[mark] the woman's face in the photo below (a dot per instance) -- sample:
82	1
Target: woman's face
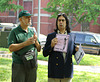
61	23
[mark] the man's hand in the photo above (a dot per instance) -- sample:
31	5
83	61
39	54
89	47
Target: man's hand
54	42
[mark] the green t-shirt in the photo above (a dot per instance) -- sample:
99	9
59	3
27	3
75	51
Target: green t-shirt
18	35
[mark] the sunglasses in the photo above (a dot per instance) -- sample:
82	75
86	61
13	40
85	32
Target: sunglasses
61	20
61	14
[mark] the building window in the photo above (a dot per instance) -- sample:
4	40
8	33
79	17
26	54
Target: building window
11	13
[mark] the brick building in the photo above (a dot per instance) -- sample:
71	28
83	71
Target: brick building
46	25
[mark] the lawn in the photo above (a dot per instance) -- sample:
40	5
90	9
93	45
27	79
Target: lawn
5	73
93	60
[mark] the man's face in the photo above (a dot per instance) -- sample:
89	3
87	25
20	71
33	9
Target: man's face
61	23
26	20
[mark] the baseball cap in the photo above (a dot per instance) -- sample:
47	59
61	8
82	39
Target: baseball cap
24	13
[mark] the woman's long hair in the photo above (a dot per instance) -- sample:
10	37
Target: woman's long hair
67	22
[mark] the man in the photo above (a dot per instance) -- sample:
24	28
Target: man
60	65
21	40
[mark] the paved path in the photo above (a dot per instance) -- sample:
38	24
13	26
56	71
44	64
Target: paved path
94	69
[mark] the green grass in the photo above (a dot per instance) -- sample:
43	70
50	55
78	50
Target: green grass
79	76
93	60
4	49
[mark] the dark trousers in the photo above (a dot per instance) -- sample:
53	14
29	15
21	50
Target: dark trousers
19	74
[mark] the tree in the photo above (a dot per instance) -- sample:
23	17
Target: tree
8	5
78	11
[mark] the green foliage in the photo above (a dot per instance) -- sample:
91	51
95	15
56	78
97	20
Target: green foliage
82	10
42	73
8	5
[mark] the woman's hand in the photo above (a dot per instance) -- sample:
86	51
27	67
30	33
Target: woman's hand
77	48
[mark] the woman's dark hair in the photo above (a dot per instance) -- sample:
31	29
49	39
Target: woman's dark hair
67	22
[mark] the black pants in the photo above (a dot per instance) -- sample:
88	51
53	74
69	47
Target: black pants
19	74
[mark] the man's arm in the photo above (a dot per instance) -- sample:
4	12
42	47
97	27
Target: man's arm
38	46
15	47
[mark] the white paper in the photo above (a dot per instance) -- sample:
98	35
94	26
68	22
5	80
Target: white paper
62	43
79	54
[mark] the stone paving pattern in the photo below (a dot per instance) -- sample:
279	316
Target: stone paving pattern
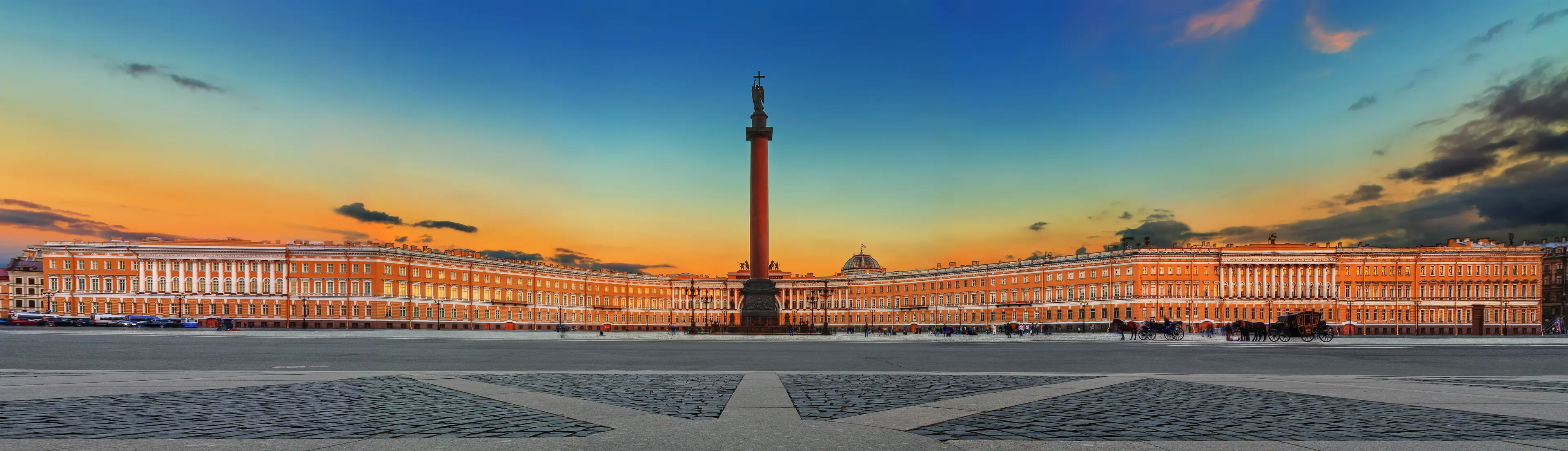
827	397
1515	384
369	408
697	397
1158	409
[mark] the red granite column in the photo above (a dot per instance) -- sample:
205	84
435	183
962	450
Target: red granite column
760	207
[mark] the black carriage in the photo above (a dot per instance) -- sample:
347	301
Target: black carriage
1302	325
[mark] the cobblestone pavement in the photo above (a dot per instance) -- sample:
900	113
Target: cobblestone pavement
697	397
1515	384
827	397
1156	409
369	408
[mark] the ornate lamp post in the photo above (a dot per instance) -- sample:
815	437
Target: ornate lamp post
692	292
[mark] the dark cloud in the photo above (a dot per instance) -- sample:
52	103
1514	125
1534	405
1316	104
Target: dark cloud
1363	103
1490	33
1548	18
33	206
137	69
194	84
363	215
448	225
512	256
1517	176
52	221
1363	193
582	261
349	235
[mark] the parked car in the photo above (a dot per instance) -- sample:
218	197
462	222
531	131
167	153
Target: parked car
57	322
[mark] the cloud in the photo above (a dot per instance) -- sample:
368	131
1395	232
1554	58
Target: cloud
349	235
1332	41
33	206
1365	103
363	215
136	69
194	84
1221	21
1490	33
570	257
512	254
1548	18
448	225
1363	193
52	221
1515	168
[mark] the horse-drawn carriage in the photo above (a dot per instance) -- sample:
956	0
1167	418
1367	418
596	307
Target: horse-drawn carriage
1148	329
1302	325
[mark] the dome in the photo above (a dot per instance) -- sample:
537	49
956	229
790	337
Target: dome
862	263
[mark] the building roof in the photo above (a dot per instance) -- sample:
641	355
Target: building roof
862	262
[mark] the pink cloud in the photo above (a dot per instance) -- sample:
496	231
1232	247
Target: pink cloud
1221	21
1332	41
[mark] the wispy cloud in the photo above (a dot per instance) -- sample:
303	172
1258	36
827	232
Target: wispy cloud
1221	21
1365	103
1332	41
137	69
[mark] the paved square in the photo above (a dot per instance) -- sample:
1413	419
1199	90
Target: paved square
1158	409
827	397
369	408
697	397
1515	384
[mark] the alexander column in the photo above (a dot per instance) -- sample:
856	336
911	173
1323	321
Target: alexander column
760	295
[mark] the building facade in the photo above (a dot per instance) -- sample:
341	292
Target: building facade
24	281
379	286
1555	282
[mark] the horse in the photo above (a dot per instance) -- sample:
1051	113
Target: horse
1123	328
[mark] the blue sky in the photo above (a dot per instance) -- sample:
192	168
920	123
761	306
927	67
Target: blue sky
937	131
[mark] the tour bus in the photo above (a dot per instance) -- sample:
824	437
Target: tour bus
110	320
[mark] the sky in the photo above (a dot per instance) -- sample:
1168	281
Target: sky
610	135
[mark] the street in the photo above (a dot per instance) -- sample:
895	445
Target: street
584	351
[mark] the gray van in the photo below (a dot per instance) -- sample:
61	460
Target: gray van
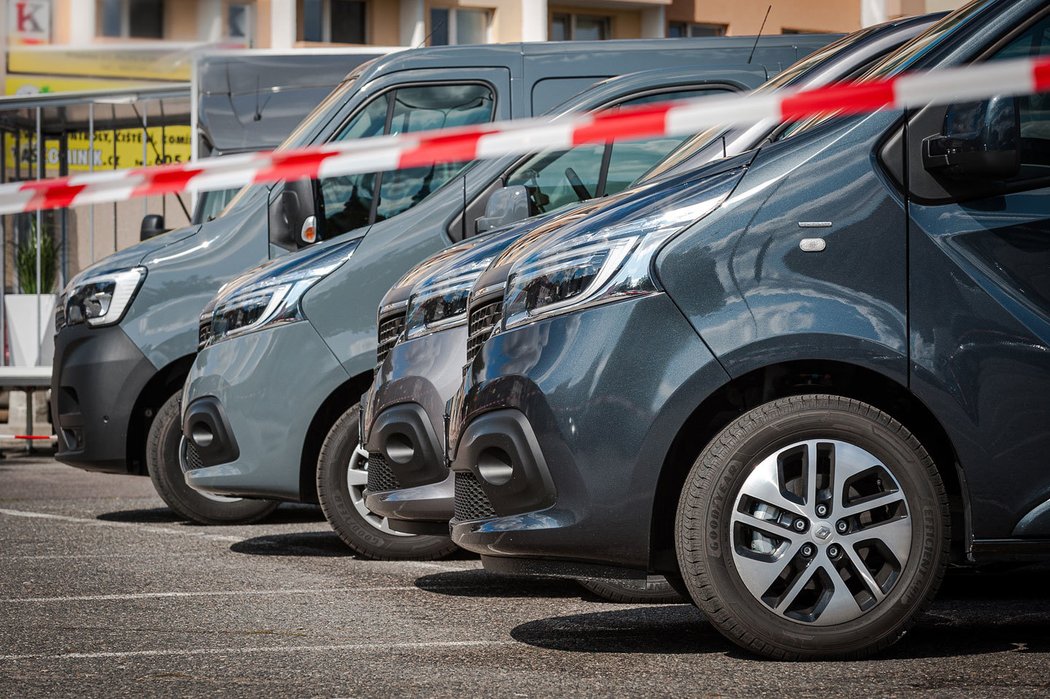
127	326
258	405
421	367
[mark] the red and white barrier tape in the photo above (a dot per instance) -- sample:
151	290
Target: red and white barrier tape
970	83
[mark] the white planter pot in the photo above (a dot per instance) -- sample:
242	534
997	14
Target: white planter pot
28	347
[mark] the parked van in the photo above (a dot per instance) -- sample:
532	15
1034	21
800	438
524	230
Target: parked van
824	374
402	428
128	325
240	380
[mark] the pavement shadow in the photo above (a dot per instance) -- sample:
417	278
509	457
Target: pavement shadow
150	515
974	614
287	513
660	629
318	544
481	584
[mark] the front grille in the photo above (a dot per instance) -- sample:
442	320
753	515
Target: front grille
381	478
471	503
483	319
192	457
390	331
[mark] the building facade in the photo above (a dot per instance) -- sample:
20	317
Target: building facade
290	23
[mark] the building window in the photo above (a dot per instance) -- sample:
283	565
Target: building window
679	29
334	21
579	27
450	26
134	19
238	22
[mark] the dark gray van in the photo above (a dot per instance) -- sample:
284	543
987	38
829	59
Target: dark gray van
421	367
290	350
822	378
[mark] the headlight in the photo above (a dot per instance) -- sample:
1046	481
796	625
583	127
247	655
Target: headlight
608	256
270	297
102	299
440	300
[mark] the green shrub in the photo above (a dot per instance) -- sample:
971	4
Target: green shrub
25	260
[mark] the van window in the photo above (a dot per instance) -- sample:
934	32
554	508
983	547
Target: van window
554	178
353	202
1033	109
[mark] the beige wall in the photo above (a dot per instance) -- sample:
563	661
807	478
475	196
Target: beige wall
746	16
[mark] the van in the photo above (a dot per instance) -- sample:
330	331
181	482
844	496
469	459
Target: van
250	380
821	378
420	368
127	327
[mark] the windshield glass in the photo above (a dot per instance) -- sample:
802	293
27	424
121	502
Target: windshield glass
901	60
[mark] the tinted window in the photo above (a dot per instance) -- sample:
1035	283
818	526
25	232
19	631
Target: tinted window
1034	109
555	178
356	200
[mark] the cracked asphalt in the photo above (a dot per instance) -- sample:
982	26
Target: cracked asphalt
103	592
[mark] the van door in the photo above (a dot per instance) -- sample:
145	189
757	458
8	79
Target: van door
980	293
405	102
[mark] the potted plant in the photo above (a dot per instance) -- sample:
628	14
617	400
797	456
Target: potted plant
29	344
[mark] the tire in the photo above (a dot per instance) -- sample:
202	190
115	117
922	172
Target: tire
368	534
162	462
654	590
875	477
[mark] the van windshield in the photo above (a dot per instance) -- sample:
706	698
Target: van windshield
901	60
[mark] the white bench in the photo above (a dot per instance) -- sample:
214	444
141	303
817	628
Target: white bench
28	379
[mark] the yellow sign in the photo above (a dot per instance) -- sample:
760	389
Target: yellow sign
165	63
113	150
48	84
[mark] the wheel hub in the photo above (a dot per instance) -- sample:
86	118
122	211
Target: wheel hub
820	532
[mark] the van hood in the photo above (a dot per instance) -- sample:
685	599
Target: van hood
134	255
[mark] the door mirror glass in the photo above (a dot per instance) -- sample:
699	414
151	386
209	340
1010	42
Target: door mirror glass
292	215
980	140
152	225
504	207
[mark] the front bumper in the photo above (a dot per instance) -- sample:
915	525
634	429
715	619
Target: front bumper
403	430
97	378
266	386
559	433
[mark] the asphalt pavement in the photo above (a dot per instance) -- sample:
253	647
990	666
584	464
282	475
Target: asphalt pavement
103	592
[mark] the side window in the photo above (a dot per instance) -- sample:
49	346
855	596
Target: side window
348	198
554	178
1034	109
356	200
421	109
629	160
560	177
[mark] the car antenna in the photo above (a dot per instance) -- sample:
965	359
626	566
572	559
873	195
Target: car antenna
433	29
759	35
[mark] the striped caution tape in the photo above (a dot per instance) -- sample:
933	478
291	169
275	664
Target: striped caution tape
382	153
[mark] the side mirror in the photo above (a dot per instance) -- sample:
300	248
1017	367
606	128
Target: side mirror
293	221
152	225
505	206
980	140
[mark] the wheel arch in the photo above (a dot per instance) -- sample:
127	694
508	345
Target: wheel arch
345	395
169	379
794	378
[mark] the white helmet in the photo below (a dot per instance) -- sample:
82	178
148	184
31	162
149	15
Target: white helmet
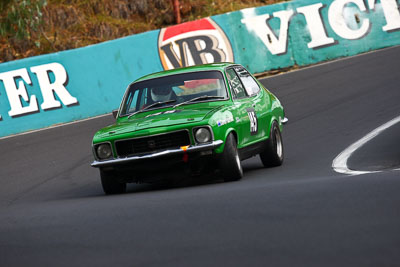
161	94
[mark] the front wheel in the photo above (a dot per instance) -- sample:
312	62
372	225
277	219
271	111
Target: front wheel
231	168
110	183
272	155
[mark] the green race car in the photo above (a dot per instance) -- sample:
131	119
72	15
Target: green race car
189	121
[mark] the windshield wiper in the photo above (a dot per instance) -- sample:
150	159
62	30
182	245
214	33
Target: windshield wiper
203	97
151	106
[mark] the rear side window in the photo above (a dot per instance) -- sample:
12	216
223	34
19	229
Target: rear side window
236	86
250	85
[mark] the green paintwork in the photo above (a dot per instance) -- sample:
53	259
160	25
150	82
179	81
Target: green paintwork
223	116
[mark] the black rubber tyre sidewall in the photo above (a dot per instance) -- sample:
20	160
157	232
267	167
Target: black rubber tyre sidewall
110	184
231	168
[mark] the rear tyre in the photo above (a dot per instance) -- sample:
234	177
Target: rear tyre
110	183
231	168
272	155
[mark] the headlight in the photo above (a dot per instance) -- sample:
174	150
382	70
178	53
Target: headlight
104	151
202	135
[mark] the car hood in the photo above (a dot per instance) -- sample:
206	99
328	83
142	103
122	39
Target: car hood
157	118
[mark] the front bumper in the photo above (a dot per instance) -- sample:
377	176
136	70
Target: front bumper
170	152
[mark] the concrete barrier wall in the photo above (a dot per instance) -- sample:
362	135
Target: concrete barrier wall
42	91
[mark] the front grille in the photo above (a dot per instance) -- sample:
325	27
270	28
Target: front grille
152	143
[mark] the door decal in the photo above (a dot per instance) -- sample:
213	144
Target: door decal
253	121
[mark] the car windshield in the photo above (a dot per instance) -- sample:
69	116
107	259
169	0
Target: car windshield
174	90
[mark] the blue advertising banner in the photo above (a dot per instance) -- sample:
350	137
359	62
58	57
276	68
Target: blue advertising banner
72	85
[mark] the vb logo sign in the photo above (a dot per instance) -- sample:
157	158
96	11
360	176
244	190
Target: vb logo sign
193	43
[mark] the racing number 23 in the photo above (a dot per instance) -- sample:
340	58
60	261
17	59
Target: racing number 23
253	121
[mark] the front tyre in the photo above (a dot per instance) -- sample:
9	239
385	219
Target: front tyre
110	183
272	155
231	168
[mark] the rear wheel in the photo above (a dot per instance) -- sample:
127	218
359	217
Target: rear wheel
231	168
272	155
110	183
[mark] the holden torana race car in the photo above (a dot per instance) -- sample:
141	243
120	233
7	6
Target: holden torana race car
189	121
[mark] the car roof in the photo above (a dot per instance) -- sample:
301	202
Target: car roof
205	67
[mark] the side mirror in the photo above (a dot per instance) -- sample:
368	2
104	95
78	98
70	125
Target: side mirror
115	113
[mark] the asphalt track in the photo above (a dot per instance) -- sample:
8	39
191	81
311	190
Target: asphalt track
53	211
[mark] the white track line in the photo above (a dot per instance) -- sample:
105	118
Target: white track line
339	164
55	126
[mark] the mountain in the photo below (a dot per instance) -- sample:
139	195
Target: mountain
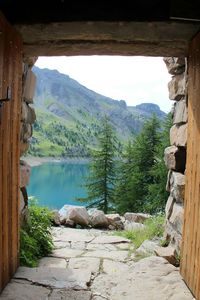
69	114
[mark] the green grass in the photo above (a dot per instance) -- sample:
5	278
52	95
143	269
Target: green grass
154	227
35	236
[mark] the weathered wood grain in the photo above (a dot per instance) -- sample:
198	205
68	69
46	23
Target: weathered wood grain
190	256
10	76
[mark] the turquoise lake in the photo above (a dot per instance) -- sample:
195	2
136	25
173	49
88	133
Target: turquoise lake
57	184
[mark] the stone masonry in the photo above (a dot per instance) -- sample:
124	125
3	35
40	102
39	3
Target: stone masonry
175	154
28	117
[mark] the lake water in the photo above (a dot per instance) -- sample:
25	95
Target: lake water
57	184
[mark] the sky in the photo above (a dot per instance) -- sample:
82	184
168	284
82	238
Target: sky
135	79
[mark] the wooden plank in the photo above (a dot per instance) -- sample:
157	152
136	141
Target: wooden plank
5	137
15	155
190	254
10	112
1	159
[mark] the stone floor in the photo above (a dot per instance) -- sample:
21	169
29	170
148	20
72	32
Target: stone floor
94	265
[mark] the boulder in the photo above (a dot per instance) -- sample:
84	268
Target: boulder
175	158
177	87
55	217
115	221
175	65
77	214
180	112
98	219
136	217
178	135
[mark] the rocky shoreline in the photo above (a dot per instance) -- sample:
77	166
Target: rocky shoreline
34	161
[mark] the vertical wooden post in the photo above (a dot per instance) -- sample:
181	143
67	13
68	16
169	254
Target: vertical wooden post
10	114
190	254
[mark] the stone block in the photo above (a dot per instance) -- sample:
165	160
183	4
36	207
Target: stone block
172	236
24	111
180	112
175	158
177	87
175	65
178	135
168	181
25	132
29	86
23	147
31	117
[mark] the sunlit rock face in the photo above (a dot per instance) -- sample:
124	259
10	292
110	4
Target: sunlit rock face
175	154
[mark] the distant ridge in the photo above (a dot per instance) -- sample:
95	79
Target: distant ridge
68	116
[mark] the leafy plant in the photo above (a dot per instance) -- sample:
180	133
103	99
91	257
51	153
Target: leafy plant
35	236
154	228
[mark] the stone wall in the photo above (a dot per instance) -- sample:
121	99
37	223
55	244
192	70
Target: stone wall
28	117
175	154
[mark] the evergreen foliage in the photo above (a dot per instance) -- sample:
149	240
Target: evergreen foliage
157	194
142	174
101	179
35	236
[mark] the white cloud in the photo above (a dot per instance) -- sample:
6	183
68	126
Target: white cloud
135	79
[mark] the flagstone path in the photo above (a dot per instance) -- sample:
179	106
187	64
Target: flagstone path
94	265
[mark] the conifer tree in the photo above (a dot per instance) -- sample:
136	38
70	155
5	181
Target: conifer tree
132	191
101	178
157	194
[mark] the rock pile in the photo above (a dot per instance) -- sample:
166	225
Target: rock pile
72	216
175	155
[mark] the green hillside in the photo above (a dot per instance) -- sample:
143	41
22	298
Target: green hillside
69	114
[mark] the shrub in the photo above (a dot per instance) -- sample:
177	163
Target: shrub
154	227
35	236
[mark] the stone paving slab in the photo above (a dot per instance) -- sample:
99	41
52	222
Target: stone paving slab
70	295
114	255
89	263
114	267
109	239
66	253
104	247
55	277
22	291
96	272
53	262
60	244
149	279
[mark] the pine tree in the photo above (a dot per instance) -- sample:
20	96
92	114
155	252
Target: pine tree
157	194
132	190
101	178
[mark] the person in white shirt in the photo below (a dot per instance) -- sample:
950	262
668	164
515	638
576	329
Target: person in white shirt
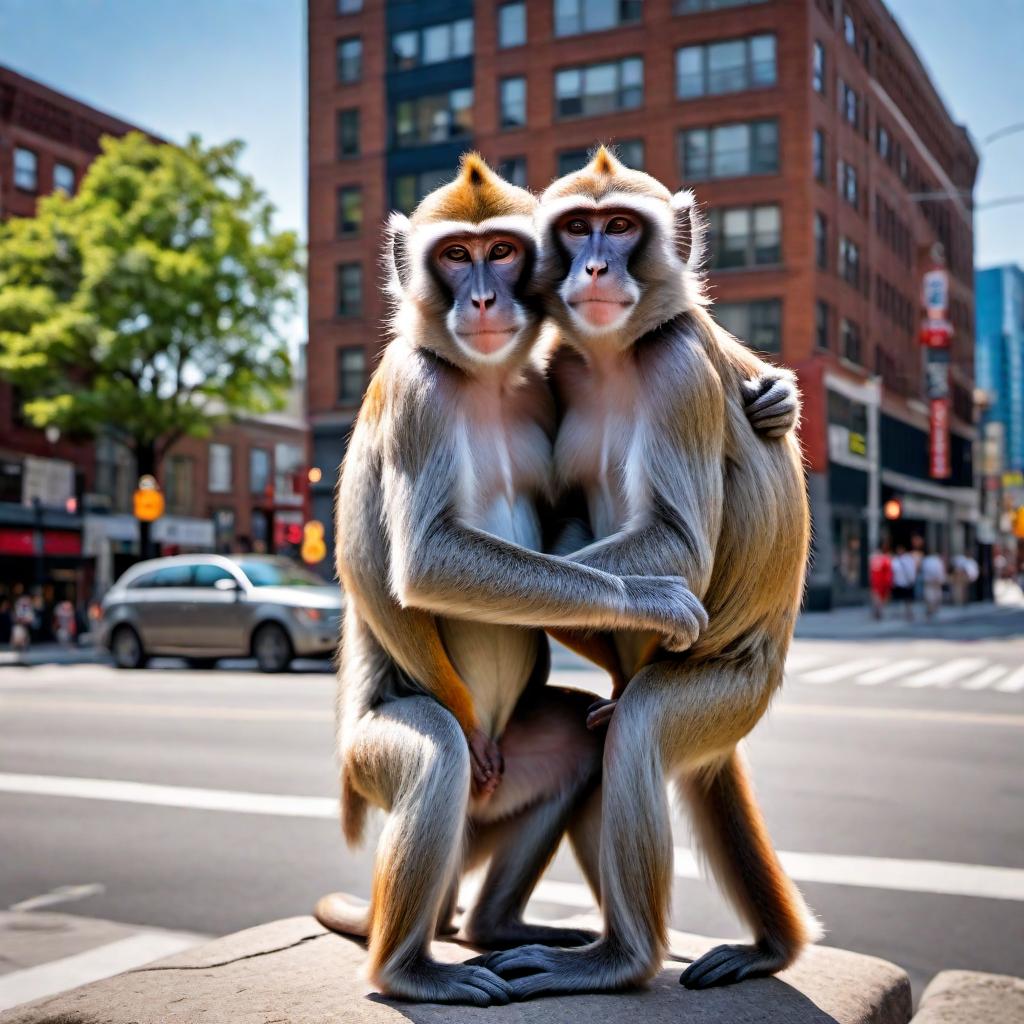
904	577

• • • • •

> [What the task requires]: Above are the records; report each line in them that includes the word "below".

> [Written reply]:
[mark] the woman's face in the photo below (a dot per instance) -- sample:
[mark] the stone paving pattern in the photo below (a dot per instance) -- sample:
[mark] the gray van in the photo below (a dot per instance) -- sample:
[mark] the white helmet in the photo below (a dot per instance) -- sample:
[mark] the mountain in the photo below (a dot per instance) -- sample:
[mark] the person in white shirt in the photo below (a dot per instance) -- sample:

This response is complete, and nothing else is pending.